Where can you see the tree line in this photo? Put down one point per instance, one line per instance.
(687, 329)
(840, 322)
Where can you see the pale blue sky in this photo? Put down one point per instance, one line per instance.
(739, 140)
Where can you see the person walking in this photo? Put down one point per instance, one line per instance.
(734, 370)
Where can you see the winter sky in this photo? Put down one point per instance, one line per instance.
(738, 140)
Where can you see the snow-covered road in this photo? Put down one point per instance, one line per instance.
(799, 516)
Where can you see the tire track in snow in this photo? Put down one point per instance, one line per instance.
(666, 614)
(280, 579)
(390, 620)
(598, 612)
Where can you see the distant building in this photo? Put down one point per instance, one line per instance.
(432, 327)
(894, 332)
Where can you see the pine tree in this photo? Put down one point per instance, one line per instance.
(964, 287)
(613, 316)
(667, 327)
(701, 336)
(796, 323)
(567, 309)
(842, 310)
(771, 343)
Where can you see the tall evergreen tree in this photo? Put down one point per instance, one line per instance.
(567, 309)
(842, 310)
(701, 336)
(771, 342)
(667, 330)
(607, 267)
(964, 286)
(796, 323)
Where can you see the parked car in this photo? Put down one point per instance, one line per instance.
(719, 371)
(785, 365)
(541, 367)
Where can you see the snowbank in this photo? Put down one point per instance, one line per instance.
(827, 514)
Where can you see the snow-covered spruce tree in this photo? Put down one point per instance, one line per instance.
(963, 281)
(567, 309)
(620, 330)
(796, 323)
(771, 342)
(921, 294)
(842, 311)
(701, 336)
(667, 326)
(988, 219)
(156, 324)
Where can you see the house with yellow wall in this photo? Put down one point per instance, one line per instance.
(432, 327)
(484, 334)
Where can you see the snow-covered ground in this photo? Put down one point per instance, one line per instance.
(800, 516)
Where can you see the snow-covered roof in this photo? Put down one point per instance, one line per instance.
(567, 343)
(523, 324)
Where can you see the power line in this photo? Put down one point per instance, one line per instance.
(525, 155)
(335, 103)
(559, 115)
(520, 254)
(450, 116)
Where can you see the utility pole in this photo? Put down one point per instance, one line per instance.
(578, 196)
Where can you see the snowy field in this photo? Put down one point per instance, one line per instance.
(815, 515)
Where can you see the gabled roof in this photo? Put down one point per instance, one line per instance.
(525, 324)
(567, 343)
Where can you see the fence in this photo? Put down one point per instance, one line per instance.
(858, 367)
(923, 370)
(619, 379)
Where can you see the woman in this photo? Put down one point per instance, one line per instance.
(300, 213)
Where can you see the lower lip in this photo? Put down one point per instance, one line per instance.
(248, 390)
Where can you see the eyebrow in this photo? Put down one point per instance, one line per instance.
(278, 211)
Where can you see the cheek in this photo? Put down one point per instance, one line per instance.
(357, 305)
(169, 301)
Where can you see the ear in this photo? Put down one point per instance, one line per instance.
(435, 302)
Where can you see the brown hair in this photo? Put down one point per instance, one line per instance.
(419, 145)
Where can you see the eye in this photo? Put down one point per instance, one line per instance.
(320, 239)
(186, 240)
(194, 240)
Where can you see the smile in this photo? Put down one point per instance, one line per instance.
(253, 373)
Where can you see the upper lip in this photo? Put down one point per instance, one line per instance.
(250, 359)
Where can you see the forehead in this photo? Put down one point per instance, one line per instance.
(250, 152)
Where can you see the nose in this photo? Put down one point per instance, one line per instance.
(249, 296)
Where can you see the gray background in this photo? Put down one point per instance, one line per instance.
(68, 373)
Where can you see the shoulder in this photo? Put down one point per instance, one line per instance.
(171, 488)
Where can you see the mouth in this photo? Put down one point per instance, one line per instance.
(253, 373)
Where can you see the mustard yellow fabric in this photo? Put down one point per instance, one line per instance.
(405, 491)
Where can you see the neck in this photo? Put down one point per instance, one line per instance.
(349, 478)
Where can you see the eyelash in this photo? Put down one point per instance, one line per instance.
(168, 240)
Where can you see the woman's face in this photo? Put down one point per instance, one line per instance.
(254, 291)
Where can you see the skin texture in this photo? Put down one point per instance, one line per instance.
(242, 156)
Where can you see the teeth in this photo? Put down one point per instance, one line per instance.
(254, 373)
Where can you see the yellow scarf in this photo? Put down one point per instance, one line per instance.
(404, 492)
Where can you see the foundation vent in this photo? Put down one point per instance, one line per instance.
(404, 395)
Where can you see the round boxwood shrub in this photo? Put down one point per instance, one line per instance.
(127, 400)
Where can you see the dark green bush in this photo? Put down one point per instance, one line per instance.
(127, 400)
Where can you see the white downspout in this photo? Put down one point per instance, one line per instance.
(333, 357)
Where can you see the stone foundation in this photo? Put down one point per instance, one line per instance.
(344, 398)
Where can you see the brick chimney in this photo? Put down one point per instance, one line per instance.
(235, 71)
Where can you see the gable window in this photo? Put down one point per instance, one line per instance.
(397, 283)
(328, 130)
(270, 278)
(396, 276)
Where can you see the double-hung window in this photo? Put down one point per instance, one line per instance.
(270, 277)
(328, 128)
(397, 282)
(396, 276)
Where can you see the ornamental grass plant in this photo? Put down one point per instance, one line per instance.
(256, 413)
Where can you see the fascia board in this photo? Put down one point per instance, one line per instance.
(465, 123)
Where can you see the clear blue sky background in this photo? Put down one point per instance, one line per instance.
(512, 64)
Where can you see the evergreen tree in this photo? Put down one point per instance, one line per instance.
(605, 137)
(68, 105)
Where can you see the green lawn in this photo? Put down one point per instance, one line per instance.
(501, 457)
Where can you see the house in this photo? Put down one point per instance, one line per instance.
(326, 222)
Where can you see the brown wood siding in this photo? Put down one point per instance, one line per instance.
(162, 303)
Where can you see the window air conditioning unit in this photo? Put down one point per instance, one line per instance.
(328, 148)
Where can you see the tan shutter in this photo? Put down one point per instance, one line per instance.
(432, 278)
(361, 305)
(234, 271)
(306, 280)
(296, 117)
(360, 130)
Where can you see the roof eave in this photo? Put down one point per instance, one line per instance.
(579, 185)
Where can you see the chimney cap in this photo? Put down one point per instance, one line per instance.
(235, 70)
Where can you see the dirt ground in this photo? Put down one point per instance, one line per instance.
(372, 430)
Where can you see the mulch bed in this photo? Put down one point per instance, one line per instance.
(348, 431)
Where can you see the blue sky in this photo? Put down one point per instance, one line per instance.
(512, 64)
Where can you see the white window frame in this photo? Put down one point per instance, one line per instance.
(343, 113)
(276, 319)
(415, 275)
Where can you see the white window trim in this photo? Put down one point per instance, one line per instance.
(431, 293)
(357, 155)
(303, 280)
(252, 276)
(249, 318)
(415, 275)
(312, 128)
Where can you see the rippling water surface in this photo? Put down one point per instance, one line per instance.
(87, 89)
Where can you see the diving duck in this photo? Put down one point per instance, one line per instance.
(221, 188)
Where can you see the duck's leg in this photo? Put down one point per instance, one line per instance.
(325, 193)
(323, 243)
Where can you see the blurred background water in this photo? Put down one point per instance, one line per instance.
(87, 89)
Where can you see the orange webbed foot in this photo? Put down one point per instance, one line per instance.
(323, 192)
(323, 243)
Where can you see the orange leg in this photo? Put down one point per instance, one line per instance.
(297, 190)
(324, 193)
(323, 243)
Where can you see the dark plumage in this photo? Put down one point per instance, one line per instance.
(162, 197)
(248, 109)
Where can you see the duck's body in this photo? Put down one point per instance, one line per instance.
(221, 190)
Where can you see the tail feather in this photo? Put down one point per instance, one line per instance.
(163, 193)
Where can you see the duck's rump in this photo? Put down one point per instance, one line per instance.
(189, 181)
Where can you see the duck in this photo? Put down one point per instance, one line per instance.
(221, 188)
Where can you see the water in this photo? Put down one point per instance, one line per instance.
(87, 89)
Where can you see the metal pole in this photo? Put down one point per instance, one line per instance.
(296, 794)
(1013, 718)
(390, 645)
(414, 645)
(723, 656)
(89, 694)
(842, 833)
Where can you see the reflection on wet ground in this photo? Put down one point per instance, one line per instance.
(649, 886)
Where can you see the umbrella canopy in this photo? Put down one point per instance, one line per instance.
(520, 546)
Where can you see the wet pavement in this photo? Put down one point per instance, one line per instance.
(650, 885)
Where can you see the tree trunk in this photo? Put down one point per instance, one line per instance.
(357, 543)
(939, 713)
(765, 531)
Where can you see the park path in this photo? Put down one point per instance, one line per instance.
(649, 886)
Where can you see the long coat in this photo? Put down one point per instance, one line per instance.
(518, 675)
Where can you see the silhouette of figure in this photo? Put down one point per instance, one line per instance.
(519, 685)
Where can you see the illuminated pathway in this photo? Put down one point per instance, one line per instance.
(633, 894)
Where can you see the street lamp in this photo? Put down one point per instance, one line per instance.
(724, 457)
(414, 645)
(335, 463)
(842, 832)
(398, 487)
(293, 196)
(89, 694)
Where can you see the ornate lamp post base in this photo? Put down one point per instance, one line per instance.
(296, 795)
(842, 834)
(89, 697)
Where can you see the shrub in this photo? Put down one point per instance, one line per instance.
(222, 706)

· · · · ·

AIM OF THE EXERCISE: Repeat only what runs from the line holding "Where can you see the silhouette" to the end of the data, keeping every line exactly as written, first and last included.

WORKED SOLUTION:
Where can you see the silhouette of figure in this photo? Put down one point per instance, one line per instance.
(519, 685)
Where can you see the illuminated pathway in this photo? Put down one point per instance, one line per instance.
(633, 894)
Where can you see the street lamp in this photo? Put down one point per instance, one line per instance.
(724, 457)
(414, 645)
(335, 463)
(842, 832)
(398, 487)
(293, 196)
(89, 694)
Where can you see the ornate lamp post base in this photo? Put down one point per instance, one line per instance.
(296, 795)
(842, 834)
(89, 697)
Where can you see the shrub in this photo? Put down one point per instance, one line per instance.
(222, 706)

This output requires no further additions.